(Action item):
Given these entries, repeat exactly the lines starting with the one that has "Query: dog's black nose" and going on through the one that has "Task: indicate the house window", both included, but none of the pictures.

(Given entries):
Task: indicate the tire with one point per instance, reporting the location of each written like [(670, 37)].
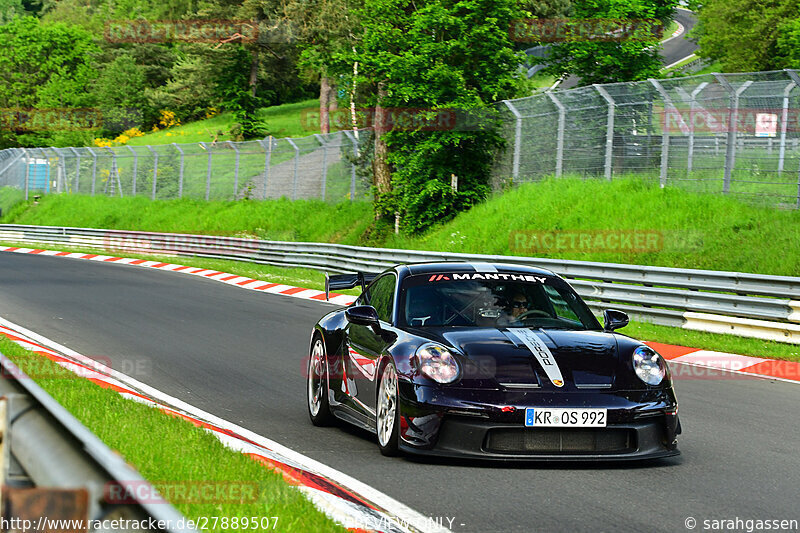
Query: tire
[(319, 410), (387, 417)]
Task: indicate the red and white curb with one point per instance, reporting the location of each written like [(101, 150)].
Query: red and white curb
[(731, 363), (346, 500), (216, 275)]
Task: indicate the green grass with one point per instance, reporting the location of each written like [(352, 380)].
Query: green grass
[(698, 230), (712, 341), (302, 220), (287, 120), (11, 198), (168, 449)]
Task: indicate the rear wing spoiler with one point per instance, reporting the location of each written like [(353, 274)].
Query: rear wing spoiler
[(347, 281)]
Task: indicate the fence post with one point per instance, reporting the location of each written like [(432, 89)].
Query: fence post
[(94, 168), (692, 109), (664, 132), (562, 117), (77, 168), (785, 115), (155, 171), (517, 139), (267, 144), (113, 174), (609, 130), (27, 171), (208, 171), (62, 169), (180, 171), (354, 140), (296, 160), (324, 162), (135, 169), (235, 170), (733, 118)]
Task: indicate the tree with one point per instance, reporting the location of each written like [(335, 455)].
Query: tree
[(744, 35), (434, 59), (325, 31), (10, 9), (626, 59), (48, 67)]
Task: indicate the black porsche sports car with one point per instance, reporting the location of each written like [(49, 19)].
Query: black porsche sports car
[(494, 361)]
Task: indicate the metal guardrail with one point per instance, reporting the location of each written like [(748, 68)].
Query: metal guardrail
[(54, 468), (667, 296)]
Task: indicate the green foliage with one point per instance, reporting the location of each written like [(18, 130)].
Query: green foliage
[(612, 61), (10, 9), (749, 35), (432, 56), (120, 92), (232, 85), (45, 66)]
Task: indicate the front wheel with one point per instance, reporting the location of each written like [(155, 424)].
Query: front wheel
[(318, 407), (388, 415)]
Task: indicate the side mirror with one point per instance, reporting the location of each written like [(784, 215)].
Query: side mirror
[(613, 319), (363, 315)]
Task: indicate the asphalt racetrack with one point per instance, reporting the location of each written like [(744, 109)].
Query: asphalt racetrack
[(238, 354)]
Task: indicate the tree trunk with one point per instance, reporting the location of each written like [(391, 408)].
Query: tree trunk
[(380, 168), (253, 70), (325, 90)]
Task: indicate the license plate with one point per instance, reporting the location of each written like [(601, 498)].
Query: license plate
[(556, 418)]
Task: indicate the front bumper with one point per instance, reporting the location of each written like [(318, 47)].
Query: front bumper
[(489, 424)]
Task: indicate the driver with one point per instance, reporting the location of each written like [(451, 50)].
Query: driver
[(517, 305)]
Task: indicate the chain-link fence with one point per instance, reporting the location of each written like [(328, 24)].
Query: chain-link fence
[(317, 166), (722, 133)]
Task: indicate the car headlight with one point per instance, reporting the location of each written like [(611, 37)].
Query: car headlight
[(437, 363), (648, 365)]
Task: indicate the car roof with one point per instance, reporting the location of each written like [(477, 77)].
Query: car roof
[(443, 267)]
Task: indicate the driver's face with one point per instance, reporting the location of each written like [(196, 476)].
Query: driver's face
[(518, 306)]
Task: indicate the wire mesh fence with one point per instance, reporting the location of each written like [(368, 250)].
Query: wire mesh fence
[(318, 166), (722, 133)]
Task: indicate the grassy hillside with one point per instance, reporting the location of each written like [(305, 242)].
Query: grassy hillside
[(699, 230), (303, 220), (286, 120), (694, 230)]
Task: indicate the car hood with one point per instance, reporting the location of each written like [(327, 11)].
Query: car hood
[(534, 358)]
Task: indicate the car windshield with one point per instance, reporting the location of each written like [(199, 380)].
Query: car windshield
[(512, 300)]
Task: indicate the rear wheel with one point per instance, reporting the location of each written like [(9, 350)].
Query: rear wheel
[(318, 407), (388, 412)]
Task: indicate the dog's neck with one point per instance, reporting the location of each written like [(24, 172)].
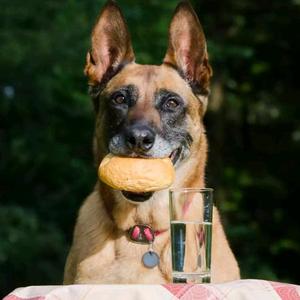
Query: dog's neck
[(155, 211)]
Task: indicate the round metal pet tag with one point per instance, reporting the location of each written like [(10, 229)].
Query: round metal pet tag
[(150, 259)]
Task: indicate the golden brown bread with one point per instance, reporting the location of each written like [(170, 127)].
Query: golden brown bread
[(136, 174)]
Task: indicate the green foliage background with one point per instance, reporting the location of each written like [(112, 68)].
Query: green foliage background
[(46, 127)]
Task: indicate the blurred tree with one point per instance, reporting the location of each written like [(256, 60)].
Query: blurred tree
[(46, 127)]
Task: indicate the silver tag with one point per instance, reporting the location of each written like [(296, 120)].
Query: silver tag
[(150, 259)]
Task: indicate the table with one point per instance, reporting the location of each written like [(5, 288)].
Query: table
[(237, 290)]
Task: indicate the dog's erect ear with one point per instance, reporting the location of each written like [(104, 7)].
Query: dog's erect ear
[(187, 50), (111, 45)]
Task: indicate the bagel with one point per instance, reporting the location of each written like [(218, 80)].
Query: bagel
[(136, 175)]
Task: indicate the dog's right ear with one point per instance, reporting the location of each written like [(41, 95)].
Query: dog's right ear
[(111, 45)]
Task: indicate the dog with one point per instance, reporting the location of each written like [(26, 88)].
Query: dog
[(145, 111)]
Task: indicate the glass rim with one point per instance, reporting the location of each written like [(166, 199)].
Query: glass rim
[(186, 190)]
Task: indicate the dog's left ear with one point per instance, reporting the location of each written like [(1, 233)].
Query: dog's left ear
[(187, 50), (111, 45)]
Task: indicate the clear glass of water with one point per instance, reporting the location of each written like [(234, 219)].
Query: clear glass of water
[(191, 211)]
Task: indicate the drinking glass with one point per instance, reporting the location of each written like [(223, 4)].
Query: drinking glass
[(191, 211)]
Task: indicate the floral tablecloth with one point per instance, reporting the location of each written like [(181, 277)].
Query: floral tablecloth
[(238, 290)]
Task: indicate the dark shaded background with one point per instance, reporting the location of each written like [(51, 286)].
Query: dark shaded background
[(46, 126)]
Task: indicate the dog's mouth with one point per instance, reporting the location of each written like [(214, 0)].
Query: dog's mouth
[(175, 155), (142, 197), (137, 197)]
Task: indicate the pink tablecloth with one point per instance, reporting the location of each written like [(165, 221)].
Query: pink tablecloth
[(237, 290)]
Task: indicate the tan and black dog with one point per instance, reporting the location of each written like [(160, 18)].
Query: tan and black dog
[(144, 111)]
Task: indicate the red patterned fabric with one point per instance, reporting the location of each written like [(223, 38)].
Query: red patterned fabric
[(236, 290), (286, 291)]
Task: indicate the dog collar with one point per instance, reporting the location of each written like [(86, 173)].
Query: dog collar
[(143, 234)]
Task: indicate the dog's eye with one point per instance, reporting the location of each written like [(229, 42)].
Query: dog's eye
[(119, 99), (171, 103)]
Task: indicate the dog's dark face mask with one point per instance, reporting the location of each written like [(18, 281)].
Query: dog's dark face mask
[(142, 110)]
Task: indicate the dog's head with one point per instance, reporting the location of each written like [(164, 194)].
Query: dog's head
[(148, 110)]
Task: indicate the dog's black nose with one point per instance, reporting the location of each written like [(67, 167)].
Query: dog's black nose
[(139, 138)]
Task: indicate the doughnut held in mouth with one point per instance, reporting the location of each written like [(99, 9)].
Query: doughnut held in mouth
[(137, 175)]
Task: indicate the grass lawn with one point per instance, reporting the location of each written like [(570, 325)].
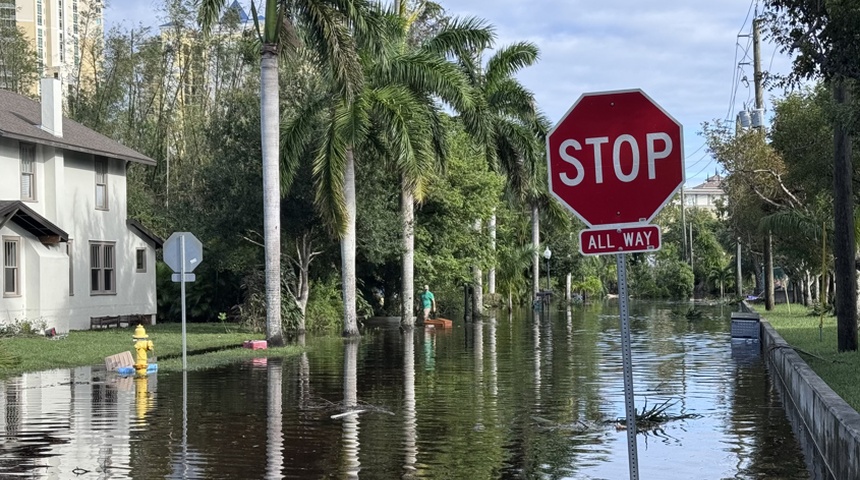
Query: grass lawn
[(90, 347), (800, 330)]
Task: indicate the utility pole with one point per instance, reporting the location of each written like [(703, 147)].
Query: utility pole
[(739, 278), (683, 223), (759, 105)]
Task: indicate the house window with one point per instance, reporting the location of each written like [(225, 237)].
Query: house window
[(11, 267), (140, 260), (102, 270), (101, 184), (28, 171), (69, 252)]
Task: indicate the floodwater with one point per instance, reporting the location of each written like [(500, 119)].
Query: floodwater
[(527, 396)]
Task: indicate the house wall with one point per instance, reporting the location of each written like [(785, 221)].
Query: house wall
[(135, 292), (10, 180), (65, 192)]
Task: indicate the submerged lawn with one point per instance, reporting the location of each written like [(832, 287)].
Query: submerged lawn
[(800, 330), (90, 347)]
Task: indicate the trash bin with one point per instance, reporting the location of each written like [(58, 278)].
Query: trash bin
[(746, 325)]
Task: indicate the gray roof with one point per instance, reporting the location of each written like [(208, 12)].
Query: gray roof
[(29, 220), (20, 118)]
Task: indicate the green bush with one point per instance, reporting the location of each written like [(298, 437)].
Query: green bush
[(675, 279)]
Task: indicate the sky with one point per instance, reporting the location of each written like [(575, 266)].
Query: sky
[(693, 57)]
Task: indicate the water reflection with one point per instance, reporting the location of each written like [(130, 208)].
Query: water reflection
[(274, 418), (350, 402), (518, 396), (409, 418)]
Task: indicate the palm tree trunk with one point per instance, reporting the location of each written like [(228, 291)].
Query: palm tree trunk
[(844, 248), (407, 288), (491, 275), (567, 287), (477, 284), (536, 247), (347, 250), (768, 272), (269, 120)]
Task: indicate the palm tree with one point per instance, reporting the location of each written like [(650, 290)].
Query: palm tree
[(394, 115), (326, 26), (505, 123), (722, 273), (457, 38)]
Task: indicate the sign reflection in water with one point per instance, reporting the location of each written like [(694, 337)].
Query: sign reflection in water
[(506, 397)]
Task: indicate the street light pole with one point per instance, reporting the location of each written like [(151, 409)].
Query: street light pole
[(547, 254)]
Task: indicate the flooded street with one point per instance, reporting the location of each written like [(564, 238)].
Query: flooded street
[(520, 396)]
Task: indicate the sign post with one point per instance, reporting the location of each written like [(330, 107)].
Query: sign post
[(615, 160), (182, 253)]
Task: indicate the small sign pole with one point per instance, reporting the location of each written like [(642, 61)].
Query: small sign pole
[(626, 356), (182, 289)]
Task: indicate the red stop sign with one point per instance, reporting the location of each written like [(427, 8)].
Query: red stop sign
[(615, 158)]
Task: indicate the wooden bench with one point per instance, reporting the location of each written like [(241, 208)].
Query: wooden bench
[(104, 322), (120, 321)]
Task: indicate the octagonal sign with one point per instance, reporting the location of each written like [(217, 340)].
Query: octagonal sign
[(615, 158)]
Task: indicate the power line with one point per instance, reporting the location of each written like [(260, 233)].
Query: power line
[(704, 155), (703, 169), (694, 151), (739, 70)]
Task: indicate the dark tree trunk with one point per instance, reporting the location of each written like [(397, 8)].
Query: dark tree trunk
[(768, 272), (843, 240)]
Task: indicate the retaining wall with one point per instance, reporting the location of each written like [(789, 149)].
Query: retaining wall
[(828, 428)]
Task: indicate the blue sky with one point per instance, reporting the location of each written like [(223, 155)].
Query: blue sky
[(685, 54)]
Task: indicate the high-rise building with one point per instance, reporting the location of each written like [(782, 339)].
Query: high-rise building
[(61, 32)]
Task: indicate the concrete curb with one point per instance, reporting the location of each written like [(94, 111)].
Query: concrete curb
[(828, 428)]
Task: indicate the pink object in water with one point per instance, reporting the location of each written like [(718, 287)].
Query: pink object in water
[(255, 344)]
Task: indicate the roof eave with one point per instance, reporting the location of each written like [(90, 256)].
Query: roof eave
[(41, 141)]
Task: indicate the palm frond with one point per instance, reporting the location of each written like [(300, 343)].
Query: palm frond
[(511, 59), (791, 222), (297, 137), (426, 72), (327, 29), (461, 38), (408, 132), (509, 97), (328, 171)]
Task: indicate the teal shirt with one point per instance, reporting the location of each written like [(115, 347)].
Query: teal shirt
[(427, 299)]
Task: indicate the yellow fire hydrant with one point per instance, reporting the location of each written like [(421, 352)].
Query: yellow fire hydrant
[(142, 344)]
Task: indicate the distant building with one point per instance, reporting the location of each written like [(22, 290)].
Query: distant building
[(61, 33), (69, 253), (706, 195)]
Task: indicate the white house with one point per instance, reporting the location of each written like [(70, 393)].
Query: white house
[(70, 256), (706, 195)]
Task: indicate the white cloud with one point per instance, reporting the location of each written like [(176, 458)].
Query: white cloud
[(681, 52)]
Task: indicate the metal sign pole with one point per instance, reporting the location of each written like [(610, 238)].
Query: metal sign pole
[(182, 292), (629, 407)]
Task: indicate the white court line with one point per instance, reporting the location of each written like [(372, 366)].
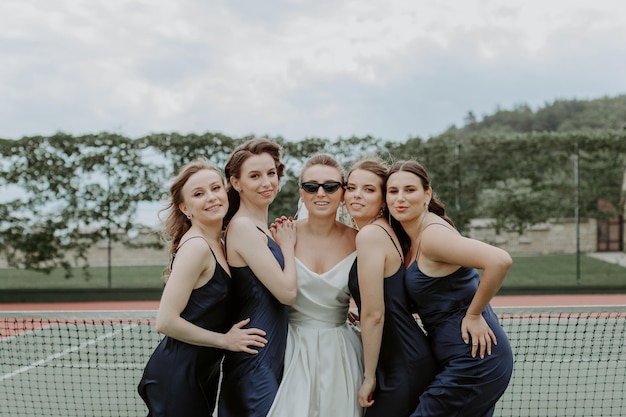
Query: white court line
[(65, 352)]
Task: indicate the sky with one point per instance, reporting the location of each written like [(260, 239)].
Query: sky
[(298, 69)]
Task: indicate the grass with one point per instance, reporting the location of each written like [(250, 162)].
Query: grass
[(527, 272), (121, 277), (560, 271)]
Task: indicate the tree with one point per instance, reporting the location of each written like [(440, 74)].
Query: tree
[(73, 192)]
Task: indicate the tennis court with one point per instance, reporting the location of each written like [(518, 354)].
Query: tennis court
[(569, 361)]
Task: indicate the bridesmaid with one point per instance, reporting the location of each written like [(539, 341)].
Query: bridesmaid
[(451, 299), (397, 358), (264, 277), (181, 377)]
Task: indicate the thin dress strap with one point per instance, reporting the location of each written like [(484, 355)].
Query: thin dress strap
[(394, 243), (185, 241), (419, 245)]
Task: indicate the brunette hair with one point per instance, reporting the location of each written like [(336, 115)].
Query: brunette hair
[(434, 206), (233, 166), (177, 224), (377, 167)]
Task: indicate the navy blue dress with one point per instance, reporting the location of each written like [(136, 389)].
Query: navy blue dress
[(182, 379), (465, 386), (406, 364), (250, 382)]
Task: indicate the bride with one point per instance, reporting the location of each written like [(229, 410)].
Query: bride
[(323, 357)]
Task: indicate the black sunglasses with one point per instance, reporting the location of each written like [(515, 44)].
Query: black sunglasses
[(329, 187)]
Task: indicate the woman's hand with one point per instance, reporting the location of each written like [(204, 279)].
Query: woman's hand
[(366, 391), (239, 339), (283, 231), (474, 328)]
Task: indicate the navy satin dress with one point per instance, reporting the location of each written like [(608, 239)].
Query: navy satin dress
[(465, 386), (406, 364), (182, 379), (250, 382)]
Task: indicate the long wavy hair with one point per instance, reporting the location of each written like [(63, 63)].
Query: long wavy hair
[(176, 223), (233, 166), (434, 206)]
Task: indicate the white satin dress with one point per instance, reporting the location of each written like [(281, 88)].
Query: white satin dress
[(324, 354)]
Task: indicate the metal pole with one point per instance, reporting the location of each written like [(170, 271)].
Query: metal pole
[(577, 211), (109, 278)]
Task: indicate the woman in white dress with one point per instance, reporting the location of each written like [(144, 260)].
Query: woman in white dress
[(324, 355)]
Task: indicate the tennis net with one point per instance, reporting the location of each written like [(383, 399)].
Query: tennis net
[(568, 362)]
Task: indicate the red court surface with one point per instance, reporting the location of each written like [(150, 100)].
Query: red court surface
[(498, 301)]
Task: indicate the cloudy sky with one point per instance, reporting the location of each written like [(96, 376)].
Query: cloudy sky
[(392, 69)]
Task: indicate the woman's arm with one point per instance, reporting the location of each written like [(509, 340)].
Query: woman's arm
[(371, 267), (250, 245), (194, 260), (447, 248)]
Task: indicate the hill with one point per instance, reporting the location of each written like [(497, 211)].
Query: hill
[(558, 116)]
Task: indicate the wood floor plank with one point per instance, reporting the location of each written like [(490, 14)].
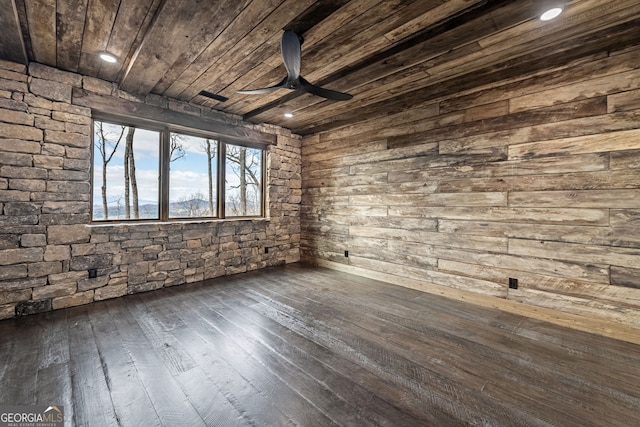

(Solution to the exercise):
Query: dog's black nose
[(139, 138)]
Task: indicate the doughnut held in mouth with one point per instance, reporting the location of each written like [(99, 9)].
Query: doughnut held in mouth
[(137, 175)]
Task: indicate the grass lawn with one point per instance, reporting the location of each written like [(570, 325)].
Query: grass lawn
[(90, 347), (800, 330)]
Task: indicate the utility pole with one point per instance, reporting the location of each written like [(703, 147)].
Query: utility pole
[(739, 278), (683, 223), (759, 105)]
Task: indicate the house window with one point per instance, reporting the location of each written like [(225, 237)].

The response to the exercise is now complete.